Object point labels
"""

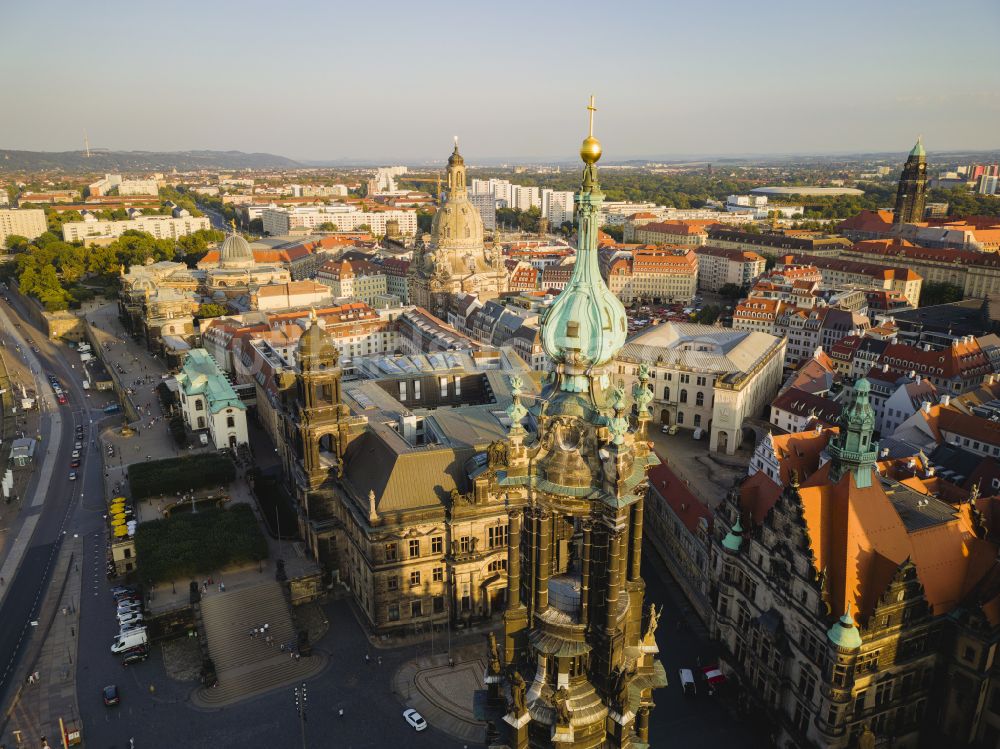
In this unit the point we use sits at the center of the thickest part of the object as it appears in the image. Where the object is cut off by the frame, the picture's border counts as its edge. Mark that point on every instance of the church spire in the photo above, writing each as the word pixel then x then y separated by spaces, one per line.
pixel 586 326
pixel 854 450
pixel 912 191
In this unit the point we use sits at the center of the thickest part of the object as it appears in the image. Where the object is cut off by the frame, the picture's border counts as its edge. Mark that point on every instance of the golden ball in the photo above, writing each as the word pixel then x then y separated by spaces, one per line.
pixel 590 150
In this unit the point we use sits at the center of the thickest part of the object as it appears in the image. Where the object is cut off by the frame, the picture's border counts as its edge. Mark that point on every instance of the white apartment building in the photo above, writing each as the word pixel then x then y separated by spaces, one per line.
pixel 705 378
pixel 22 222
pixel 758 208
pixel 525 198
pixel 557 206
pixel 486 204
pixel 318 191
pixel 501 190
pixel 125 187
pixel 279 221
pixel 718 266
pixel 161 227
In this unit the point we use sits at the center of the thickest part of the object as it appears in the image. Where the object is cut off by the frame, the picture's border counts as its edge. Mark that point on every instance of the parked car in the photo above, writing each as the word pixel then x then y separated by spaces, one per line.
pixel 136 656
pixel 111 697
pixel 415 719
pixel 687 682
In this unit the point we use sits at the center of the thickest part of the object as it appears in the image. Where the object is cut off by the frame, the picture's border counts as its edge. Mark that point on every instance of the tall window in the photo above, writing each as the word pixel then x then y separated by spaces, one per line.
pixel 497 536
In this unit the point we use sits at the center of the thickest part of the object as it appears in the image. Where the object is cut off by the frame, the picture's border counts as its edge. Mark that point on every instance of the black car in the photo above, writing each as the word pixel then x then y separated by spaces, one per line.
pixel 111 695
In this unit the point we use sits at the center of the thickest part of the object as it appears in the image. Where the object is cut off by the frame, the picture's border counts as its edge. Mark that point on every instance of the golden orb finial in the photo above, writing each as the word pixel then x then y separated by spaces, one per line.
pixel 590 149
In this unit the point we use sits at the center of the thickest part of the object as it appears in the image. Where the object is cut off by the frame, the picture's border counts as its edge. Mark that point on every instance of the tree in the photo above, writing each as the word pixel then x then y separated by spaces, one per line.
pixel 732 291
pixel 939 292
pixel 17 243
pixel 708 314
pixel 615 232
pixel 210 309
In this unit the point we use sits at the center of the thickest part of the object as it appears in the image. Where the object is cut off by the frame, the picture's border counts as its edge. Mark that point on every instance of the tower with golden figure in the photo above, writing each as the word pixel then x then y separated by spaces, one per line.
pixel 579 654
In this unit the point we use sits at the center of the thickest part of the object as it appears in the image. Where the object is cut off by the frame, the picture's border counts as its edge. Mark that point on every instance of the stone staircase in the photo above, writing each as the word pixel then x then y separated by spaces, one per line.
pixel 247 667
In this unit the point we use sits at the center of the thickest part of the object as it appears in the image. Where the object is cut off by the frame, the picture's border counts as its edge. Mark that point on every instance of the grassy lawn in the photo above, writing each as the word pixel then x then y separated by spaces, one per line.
pixel 173 475
pixel 187 545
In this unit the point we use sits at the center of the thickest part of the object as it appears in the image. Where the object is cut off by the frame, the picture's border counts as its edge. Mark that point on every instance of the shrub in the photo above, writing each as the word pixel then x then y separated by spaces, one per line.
pixel 198 544
pixel 175 475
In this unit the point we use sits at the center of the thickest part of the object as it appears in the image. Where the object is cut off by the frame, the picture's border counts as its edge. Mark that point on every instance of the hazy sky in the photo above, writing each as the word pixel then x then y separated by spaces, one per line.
pixel 388 80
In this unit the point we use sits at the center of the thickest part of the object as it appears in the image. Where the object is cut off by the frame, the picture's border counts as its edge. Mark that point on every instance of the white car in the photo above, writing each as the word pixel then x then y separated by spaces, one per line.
pixel 415 719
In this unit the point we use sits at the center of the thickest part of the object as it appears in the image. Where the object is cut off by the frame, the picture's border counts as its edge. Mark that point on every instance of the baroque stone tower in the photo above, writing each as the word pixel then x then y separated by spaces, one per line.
pixel 578 662
pixel 912 191
pixel 853 449
pixel 322 418
pixel 456 261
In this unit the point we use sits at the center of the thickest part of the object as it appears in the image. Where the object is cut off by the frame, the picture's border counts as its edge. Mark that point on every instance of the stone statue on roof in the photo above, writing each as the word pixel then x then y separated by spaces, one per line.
pixel 494 654
pixel 518 692
pixel 560 701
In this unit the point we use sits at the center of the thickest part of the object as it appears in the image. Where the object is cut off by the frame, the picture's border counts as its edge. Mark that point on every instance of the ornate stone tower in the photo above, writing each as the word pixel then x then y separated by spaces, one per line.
pixel 578 659
pixel 456 261
pixel 854 450
pixel 322 418
pixel 912 191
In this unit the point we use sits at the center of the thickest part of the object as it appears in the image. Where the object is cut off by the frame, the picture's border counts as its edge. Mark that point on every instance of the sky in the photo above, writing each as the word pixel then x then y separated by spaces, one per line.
pixel 395 81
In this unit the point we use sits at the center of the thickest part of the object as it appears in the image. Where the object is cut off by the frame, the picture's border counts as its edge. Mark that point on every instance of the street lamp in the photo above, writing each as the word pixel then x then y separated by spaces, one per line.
pixel 300 708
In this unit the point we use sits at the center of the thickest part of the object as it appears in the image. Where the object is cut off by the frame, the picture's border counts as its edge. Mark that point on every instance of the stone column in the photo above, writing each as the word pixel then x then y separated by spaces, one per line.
pixel 614 564
pixel 544 560
pixel 642 724
pixel 636 540
pixel 585 573
pixel 532 518
pixel 514 559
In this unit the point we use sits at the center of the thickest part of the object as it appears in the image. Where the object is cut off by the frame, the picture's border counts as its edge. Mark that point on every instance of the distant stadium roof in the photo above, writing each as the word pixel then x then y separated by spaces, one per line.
pixel 807 191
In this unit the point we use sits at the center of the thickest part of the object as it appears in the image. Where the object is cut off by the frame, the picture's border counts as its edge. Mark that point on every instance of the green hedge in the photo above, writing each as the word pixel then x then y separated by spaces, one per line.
pixel 162 477
pixel 196 545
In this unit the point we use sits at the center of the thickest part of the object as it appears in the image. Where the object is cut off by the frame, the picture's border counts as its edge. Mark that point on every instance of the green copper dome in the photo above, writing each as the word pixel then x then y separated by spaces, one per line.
pixel 734 539
pixel 843 633
pixel 586 326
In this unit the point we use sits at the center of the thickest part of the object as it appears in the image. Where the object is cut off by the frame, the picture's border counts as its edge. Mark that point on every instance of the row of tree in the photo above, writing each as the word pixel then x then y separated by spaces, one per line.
pixel 61 274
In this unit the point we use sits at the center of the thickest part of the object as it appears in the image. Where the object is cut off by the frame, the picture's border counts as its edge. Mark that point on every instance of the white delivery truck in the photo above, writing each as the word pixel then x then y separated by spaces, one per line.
pixel 131 639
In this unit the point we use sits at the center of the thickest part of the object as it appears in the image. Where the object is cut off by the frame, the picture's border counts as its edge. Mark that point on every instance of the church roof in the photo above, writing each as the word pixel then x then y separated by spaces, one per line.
pixel 235 250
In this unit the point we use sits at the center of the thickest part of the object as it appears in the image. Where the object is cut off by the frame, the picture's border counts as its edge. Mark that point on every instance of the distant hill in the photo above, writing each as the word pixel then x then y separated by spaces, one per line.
pixel 134 161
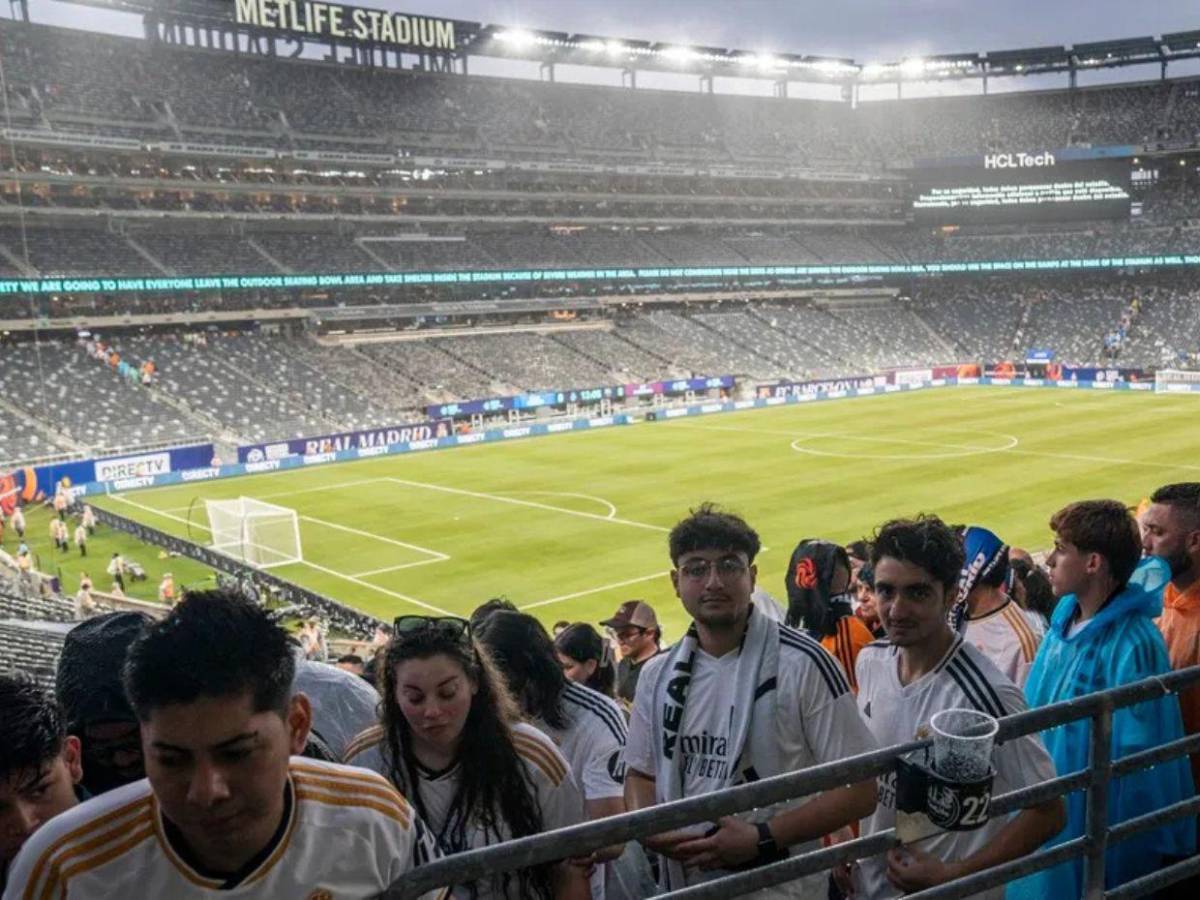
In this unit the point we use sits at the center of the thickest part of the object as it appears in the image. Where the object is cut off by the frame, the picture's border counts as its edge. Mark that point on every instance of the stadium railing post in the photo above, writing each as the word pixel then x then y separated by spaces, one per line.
pixel 1097 828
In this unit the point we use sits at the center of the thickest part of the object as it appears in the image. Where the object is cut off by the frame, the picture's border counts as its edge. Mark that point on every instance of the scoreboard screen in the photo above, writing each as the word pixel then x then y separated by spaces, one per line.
pixel 1003 189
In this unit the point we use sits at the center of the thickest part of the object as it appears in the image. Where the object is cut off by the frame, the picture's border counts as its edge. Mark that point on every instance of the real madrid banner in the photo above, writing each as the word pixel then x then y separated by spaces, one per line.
pixel 353 23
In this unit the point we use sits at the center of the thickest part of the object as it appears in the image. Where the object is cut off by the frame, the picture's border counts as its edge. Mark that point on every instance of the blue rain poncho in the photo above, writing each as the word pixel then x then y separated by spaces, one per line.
pixel 1121 645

"""

● **DIRECTIONS FOR THIS TASK**
Please arrange the data from the line containing "row of tree" through the line containing "pixel 1003 189", inclusive, as a JSON list of strings with one string per line. Skip blank lines and leave the pictures out.

● **SOLUTION FOR THIS EXERCISE**
[
  "In this unit the point we use sits at the center of the thickest part of the object as it appears in the image. Where the object is cut off by the frame, the picture's border counts as its edge. Mark that point on every instance of the row of tree in the photo above, writing each as the word pixel then x then y separated by spaces, one per line.",
  "pixel 61 274",
  "In this unit the point we use sits at the center of the thickest part of the object as it appears in the image. Where the object is cut off by the frame, the picture's border counts as its edge. Mark that point on every instance of the white delivery truck in the photo above, writing each as the word pixel then x then y separated by spaces, one per line.",
  "pixel 131 639",
  "In this unit the point we use sits at the center of the thickest part of the object as it appears in the image. Where the object is cut off by the frame, the picture's border counts as its edge. Mark that point on every instance of the church roof in the photo above, writing each as the word pixel then x then y separated by spaces, one per line.",
  "pixel 235 250",
  "In this unit the point we use sits at the center of the thickest part of the object as it appears in the image. Where the object is cut off by the frame, the picture's border counts as its edge. Mark that point on every instance of the distant hill in the photo above, writing each as the word pixel then x then y separated by spaces, one per line.",
  "pixel 134 161",
  "In this unit the point we use sits at the center of the thickest part of the object as it appears in the image. Where the object is cut off by the frame, the picture's border counts as its edge. Mark that point on every instance of the stadium railing post in the photo above, writing each as the word pixel then x then y separated by spaces, one per line.",
  "pixel 1097 828",
  "In this unit the point we use sits at the center of the thickest part of the object as it appears in the image. Where the object is cut off by the frame, the picture's border counts as its edge. Mark that point on every instance of the scoreboard screen in the photo above, writing each as the word pixel then x then y separated by spaces, one per line.",
  "pixel 1003 189"
]